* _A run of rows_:
-----
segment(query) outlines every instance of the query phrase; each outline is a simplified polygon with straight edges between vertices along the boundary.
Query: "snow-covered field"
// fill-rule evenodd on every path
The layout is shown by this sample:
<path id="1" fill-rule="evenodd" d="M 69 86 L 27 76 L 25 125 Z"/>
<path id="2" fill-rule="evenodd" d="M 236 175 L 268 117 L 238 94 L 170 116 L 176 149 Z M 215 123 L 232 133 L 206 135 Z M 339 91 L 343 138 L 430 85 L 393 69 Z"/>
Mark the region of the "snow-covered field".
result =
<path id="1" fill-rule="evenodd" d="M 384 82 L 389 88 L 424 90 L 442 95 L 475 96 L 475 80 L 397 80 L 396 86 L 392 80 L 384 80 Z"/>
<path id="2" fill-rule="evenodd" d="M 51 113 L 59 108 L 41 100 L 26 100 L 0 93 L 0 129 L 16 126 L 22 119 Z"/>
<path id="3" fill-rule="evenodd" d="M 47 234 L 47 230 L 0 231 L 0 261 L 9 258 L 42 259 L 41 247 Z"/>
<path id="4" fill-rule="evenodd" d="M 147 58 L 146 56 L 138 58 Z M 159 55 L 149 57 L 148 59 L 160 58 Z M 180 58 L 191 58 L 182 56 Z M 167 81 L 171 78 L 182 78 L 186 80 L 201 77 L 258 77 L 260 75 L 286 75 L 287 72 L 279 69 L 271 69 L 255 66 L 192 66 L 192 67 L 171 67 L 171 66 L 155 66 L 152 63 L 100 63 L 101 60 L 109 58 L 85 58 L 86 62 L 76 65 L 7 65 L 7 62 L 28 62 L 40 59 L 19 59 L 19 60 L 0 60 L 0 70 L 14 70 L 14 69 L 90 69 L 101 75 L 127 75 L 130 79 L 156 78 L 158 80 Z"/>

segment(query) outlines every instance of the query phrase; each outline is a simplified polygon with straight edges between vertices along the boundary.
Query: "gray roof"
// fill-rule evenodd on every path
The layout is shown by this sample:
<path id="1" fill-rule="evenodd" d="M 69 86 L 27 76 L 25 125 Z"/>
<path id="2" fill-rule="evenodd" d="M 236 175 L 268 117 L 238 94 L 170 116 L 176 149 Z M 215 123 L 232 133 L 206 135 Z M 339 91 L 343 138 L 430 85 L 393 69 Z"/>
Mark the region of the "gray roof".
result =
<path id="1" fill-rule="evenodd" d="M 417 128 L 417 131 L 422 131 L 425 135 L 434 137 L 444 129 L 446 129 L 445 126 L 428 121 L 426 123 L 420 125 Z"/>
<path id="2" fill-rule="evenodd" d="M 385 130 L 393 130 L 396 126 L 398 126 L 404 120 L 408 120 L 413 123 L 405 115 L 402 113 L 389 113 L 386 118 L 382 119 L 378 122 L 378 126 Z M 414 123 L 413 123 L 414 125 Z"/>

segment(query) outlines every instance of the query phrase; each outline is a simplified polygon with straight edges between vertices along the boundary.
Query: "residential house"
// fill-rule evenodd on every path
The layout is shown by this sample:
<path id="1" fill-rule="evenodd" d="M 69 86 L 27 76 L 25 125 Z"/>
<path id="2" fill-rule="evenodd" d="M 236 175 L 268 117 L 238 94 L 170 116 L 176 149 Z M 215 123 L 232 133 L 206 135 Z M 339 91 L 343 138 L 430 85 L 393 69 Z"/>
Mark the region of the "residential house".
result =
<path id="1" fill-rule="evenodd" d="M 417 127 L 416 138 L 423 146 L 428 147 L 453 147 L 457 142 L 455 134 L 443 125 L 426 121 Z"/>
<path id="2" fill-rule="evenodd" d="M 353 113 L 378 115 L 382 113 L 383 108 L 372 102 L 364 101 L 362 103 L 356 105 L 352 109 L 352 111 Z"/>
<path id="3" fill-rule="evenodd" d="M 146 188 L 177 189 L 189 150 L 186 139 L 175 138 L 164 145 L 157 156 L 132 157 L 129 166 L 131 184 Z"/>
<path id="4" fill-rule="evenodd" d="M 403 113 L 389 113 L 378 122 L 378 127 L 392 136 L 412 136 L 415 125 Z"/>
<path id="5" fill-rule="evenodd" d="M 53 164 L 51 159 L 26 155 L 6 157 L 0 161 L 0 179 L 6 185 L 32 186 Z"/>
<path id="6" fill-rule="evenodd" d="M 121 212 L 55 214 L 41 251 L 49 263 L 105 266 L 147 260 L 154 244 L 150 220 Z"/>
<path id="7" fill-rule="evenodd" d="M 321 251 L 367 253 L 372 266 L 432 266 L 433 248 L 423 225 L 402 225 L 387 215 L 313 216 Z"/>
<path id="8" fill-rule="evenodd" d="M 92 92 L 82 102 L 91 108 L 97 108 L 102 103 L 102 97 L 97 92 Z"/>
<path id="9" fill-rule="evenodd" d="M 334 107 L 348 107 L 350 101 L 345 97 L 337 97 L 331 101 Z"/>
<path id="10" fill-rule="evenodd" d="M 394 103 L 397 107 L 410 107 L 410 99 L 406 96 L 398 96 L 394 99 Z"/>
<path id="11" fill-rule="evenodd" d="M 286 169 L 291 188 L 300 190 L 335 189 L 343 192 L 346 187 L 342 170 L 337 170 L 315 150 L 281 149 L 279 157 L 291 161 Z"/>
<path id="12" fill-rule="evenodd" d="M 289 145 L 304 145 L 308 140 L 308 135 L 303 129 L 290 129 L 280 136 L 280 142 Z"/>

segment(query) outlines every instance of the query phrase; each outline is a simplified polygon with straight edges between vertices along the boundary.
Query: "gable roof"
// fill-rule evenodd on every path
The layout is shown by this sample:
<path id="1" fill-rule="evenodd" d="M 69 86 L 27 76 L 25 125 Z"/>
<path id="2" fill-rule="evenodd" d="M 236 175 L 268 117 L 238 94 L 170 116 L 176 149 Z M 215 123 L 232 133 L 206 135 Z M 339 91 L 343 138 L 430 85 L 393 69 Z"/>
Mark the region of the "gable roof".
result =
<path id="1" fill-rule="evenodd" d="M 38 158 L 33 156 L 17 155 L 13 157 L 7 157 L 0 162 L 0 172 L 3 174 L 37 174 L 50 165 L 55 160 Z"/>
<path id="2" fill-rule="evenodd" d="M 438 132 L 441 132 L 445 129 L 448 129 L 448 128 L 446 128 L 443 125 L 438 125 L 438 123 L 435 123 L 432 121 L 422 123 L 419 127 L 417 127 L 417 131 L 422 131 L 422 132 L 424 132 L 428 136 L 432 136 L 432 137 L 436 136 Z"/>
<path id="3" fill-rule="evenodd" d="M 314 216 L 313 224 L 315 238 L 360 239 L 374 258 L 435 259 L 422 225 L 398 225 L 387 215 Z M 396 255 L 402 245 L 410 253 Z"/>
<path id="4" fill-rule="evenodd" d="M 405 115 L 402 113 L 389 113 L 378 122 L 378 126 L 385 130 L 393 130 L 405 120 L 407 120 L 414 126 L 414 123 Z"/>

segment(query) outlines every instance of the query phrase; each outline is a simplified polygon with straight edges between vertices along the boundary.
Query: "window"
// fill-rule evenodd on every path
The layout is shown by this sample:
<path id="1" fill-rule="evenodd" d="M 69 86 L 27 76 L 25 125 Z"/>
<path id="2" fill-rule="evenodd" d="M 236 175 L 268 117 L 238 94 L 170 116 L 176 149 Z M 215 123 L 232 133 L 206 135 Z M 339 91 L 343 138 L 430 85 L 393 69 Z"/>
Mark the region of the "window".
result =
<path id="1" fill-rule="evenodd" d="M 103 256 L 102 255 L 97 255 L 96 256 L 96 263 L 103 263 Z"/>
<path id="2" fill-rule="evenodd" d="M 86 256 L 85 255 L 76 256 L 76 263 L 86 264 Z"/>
-----
* _Task_: Please state how many lines of the rows above contain the word "roof". Give only the number.

* _Final answer_: 4